*** Data Section Begins ***

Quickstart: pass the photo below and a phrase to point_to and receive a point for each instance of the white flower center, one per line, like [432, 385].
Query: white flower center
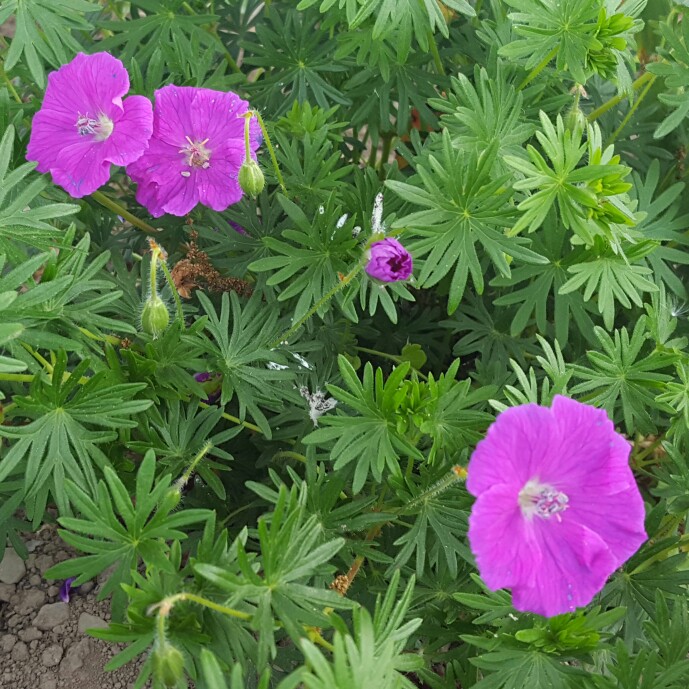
[542, 500]
[196, 154]
[101, 127]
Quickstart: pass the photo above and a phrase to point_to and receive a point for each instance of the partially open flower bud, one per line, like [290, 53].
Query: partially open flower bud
[389, 261]
[168, 664]
[155, 317]
[251, 179]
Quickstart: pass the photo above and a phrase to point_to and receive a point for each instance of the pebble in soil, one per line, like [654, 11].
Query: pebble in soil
[43, 644]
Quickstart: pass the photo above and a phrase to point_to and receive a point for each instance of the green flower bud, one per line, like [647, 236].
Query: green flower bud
[168, 664]
[251, 178]
[155, 316]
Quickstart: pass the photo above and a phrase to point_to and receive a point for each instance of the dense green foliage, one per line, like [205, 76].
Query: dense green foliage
[531, 156]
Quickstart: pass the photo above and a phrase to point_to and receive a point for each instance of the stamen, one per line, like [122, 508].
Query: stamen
[101, 128]
[196, 154]
[542, 500]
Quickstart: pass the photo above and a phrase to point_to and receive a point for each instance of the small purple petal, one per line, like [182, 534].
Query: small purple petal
[66, 589]
[389, 261]
[237, 227]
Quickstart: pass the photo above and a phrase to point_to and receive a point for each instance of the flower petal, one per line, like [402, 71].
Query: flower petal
[513, 450]
[503, 542]
[131, 133]
[574, 565]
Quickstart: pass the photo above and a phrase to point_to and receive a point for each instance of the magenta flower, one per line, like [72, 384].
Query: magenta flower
[557, 507]
[84, 126]
[195, 153]
[66, 589]
[389, 261]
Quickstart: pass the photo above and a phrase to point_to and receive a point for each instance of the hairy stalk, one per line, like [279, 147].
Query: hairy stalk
[537, 69]
[164, 608]
[323, 300]
[615, 100]
[271, 151]
[182, 481]
[108, 203]
[173, 289]
[393, 357]
[632, 110]
[342, 583]
[9, 84]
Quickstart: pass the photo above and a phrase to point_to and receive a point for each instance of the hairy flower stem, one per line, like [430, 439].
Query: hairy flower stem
[344, 281]
[9, 84]
[17, 377]
[393, 357]
[609, 104]
[164, 608]
[173, 289]
[632, 110]
[120, 210]
[271, 150]
[182, 481]
[457, 473]
[537, 69]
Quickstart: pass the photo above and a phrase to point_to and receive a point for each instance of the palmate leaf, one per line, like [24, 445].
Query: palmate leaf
[118, 529]
[614, 278]
[73, 293]
[165, 23]
[22, 214]
[515, 669]
[176, 434]
[538, 287]
[623, 380]
[401, 19]
[370, 439]
[43, 32]
[437, 534]
[490, 109]
[306, 263]
[663, 222]
[292, 552]
[372, 656]
[298, 62]
[465, 207]
[242, 353]
[62, 441]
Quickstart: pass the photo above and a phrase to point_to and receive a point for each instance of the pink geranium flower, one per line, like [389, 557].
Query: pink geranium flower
[195, 153]
[389, 261]
[84, 126]
[557, 507]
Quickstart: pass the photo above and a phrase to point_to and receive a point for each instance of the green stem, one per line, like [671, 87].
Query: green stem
[190, 469]
[17, 377]
[609, 104]
[538, 69]
[392, 357]
[271, 150]
[114, 206]
[173, 289]
[662, 555]
[10, 85]
[457, 473]
[155, 255]
[437, 61]
[165, 608]
[632, 110]
[110, 339]
[323, 300]
[288, 454]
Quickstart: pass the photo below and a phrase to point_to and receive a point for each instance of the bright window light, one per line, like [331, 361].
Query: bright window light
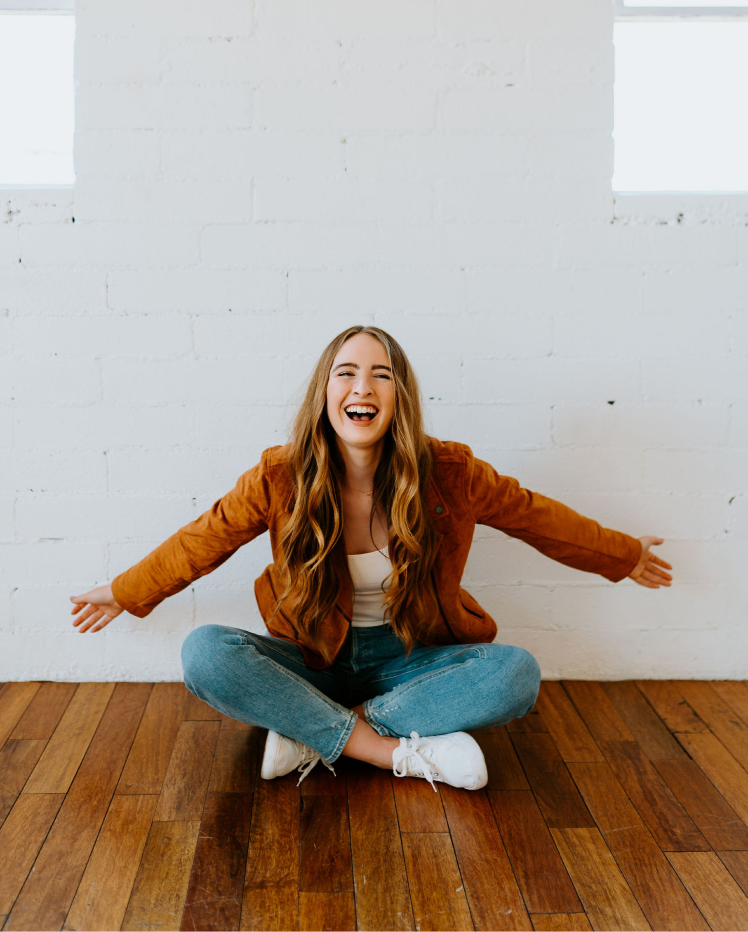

*** Data Section Ends ***

## What this task involves:
If a line in the records above contains "bright", copy that line.

## Problem solution:
Quickstart: pass the photo below and a phrase to point_to and receive a point for each instance of the bright window light, one per line, like [331, 361].
Query: bright window light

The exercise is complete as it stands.